● **Teks yang Ditampilkan**:
Tahta Untuk Rakyat

Bookmark and Share


Sejarah adalah pancaran pengetahuan yang tidak akan purna untuk digali. Jejak peradaban manusia di masa lalu merupakan guru kearifan untuk menapaki hidup dengan welas asih dan bijaksana. Masa silam merupakan titik pijak keberadaan kita di masa kini yang tidak lain menjadi awal perjalanan ke masa depan. Maka sangat tepat ungkapan Sang Proklamator Bung Karno agar kita jangan sekali-kali melupakan sejarah.


RAJA YANG MANUSIA BIASA, RAJA YANG SEJATI

Sejarah adalah pancaran pengetahuan yang tidak akan purna untuk digali. Jejak peradaban manusia di masa lalu merupakan guru kearifan untuk menapaki hidup dengan welas asih dan bijaksana. Masa silam merupakan titik pijak keberadaan kita di masa kini yang tidak lain menjadi awal perjalanan ke masa depan. Maka sangat tepat ungkapan Sang Proklamator Bung Karno agar kita jangan sekali-kali melupakan sejarah.

Adalah kelemahan kepemimpinan Sinuhun Paku Buwono II yang berhutang budi kepada VOC, sehingga menyerahkan sebagian besar wilayah Mataram di pesisiran dan mancanegara, yang menyebabkan Mangkubumi melakukan perlawanan. Akhirnya ditandatanganilah perjanjian Giyanti sebagai tonggak palihan negara yang kemudian melahirkan Kasultanan Ngayojakarta Hadiningrat. Semenjak itulah kekuasaan seorang sunan maupun sultan secara de jure tidak lagi kedaulatannya, bahkan pemerintah Hindia Belandalah yang memiliki kewenangan untuk mengangkat dan mengukuhkan seorang raja melalui sebuah perjanjian kontrak politik yang mengikat.

Demikianlah sebuah prolog yang cukup panjang mengawali buku Tahta Untuk Rakyat. Buku ini sesungguhnya merupakan kisah perjalanan seorang Gusti Raden Mas Dorodjatun yang kemudian dinobatkan sebagai Pangeran Adipati Anom Hamengku Negoro Sudibya Raja Putra Narendra Mataram dan dikukuhkan di dampar keprabon menjadi Sampeyan Dalem Ingkang Sinuwun Kanjeng Sultan Hamengku Buwono Senopati Ingalaga Ngabdurahman Sayidin Panatagama Kalifatullah Kaping IX.

Pangeran yang lahir di hari Sabtu Pahing, 12 April 1912 ini semenjak usia taman kanak-kanak dititipkan indekos pada sebuah keluarga Belanda. Dari keluarga inilah ia mendapatkan sebutan Henki karena kesejajarannya dengan Pangeran Hendrick dari Belanda. Bukan tanpa maksud apa-apa kenapa ia dititipkan kepada seorang Belanda, kebijaksanaan Ngarsa Dalem HB VIII menginginkan agar sang putra mahkota kelak di kemudian hari dapat menyelami kehidupan rakyat biasa dan sekaligus memiliki pengetahuan yang dalam tentang seluk-beluk kebelandaan. Inilah penerapan prinsip falsafah tunggak jarak prajak, tunggak jati mati!

● **Baris Data**:
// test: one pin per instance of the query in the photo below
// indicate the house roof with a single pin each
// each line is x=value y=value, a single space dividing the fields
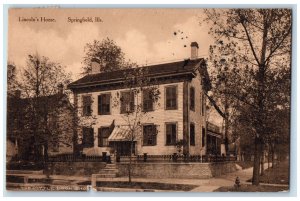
x=166 y=69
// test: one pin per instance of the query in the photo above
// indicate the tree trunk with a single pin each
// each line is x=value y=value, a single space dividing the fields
x=256 y=165
x=46 y=152
x=130 y=159
x=262 y=163
x=226 y=141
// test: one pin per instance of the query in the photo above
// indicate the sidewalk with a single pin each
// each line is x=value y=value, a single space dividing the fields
x=204 y=185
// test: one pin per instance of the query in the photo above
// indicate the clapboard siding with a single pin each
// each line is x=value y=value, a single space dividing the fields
x=159 y=117
x=196 y=116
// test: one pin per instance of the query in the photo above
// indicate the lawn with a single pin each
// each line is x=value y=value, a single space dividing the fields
x=252 y=188
x=143 y=185
x=280 y=174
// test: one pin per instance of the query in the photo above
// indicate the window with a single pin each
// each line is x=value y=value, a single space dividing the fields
x=203 y=136
x=171 y=133
x=192 y=134
x=171 y=98
x=86 y=105
x=87 y=137
x=103 y=134
x=149 y=135
x=192 y=98
x=104 y=104
x=127 y=102
x=147 y=100
x=202 y=104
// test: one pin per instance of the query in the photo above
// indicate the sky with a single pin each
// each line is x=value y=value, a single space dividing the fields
x=146 y=36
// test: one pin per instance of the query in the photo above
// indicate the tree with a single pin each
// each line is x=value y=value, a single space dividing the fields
x=11 y=78
x=41 y=99
x=259 y=39
x=223 y=76
x=133 y=105
x=110 y=56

● **Daftar Soal**:
1. Tulis ulang baris-baris data dari baris pertama sampai baris yang memuat "x=204 y=185", termasuk petunjuknya, tanpa gambar. Kalikan setiap koordinat x dan y pada jawaban dengan 2,55, lalu bulatkan ke bilangan bulat dengan setengah dibulatkan ke atas, sementara angka di petunjuk tetap seperti semula.
2. Lanjutkan teks tentang buku Tahta Untuk Rakyat mulai setelah kalimat terakhirnya.

● **Jawaban Tiap Soal**:
1.
// test: one pin per instance of the query in the photo below
// indicate the house roof with a single pin each
// each line is x=value y=value, a single space dividing the fields
x=423 y=176
// test: one pin per instance of the query in the photo above
// indicate the tree trunk with a single pin each
// each line is x=value y=value, a single space dividing the fields
x=653 y=421
x=117 y=388
x=332 y=405
x=668 y=416
x=576 y=360
// test: one pin per instance of the query in the photo above
// indicate the sidewalk with a single pin each
// each line is x=value y=value, a single space dividing the fields
x=520 y=472

2.
Jarak adalah tanaman pagar yang dilihat dari sisi kualitas kayunya tidak berarti, sehingga ia menyimbolkan derajat kawula biasa alias rakyat jelata. Sedangkan jati adalah jenis kayu yang memiliki kualitas kelas wahid sehingga kuat dan mahal harganya. Jati menyimbolkan ketinggian derajat seseorang karena pangkat, jabatan, maupun harta kekayaannya. Tunggak adalah sempalan atau potongan dahan sebuah pohon. Tunggak jarak apabila ditancapkan ke dalam tanah maka ia akan menjadi induk tanaman jarak yang baru, akan tetapi tunggak jati yang ditancapkan tidak akan pernah dapat tumbuh.

Falsafah ini mengisyaratkan bahwa seseorang yang berasal dari sebuah keluarga kaya dan tinggi pangkatnya apabila tidak dididik secara benar dan terlena dengan kekayaan orang tuanya, maka kelak di kemudian hari ia tidak akan dapat meneruskan trah keluhuran orang tuanya. Sebaliknya seorang kawula alit yang mendidik anaknya dalam lingkungan kehidupan yang sederhana dan apa adanya, namun memegang teguh jati diri kemanusiaanya akan menghasilkan generasi penerus yang berkualitas dan meraih derajat yang lebih tinggi.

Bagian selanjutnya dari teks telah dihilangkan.